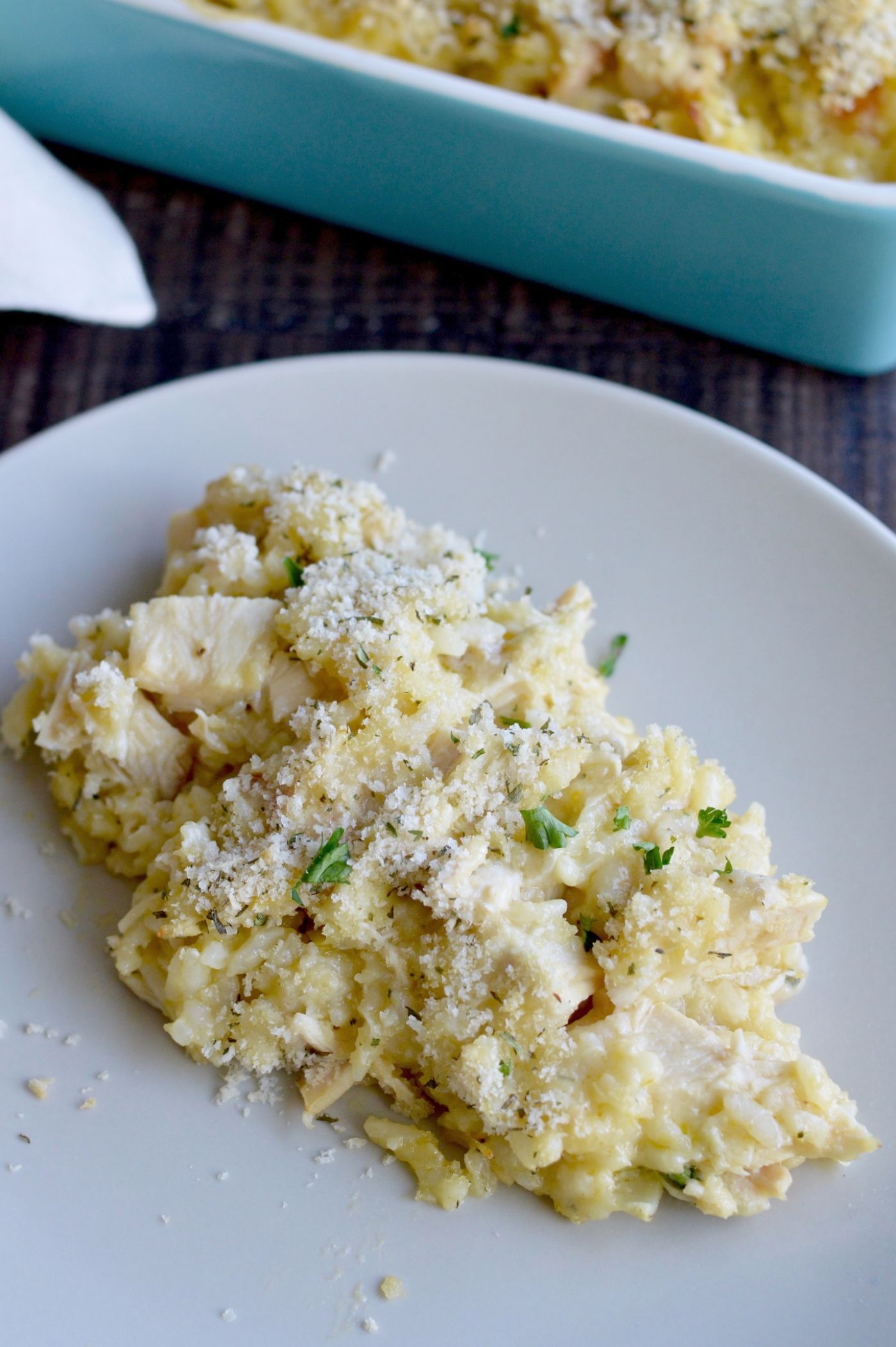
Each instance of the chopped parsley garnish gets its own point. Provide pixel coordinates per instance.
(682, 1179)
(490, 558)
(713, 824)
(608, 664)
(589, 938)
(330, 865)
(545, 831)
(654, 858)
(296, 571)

________

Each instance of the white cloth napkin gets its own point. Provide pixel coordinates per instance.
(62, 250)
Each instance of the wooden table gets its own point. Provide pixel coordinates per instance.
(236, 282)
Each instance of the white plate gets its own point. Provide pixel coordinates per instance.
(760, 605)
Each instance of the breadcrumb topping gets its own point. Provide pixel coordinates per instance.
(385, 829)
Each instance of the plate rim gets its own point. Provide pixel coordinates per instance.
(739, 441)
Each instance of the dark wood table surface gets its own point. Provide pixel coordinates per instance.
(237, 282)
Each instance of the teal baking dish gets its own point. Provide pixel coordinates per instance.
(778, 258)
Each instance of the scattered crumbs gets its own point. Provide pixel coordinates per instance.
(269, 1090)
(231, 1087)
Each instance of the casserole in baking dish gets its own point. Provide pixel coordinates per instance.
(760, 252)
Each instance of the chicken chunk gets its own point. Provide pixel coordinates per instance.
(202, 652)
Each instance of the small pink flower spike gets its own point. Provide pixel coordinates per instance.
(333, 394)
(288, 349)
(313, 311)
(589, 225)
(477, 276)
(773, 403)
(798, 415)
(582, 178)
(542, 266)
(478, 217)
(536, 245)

________

TASK PROMPT: Pull out every line above that contains the string "table" and list those lines in full.

WRITTEN ANSWER:
Each instance of the wooden table gets its own point. Provide pixel coordinates per instance.
Each instance of the dark wood table surface gets its own point. Provide pixel coordinates per instance.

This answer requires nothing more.